Every entry must be given again exactly as it is written.

*** Opening of Exercise inputs ***

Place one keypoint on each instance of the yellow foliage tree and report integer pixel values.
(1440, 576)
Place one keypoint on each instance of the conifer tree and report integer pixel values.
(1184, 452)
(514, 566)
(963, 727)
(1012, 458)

*** Close of Exercise inputs ***

_Solution to this exercise_
Place one keypoint on each instance of the yellow foliage tree and report integer pixel values.
(1440, 576)
Place one keypoint on each instance of the conifer tree and report integer pixel values.
(1184, 452)
(514, 566)
(963, 727)
(1012, 458)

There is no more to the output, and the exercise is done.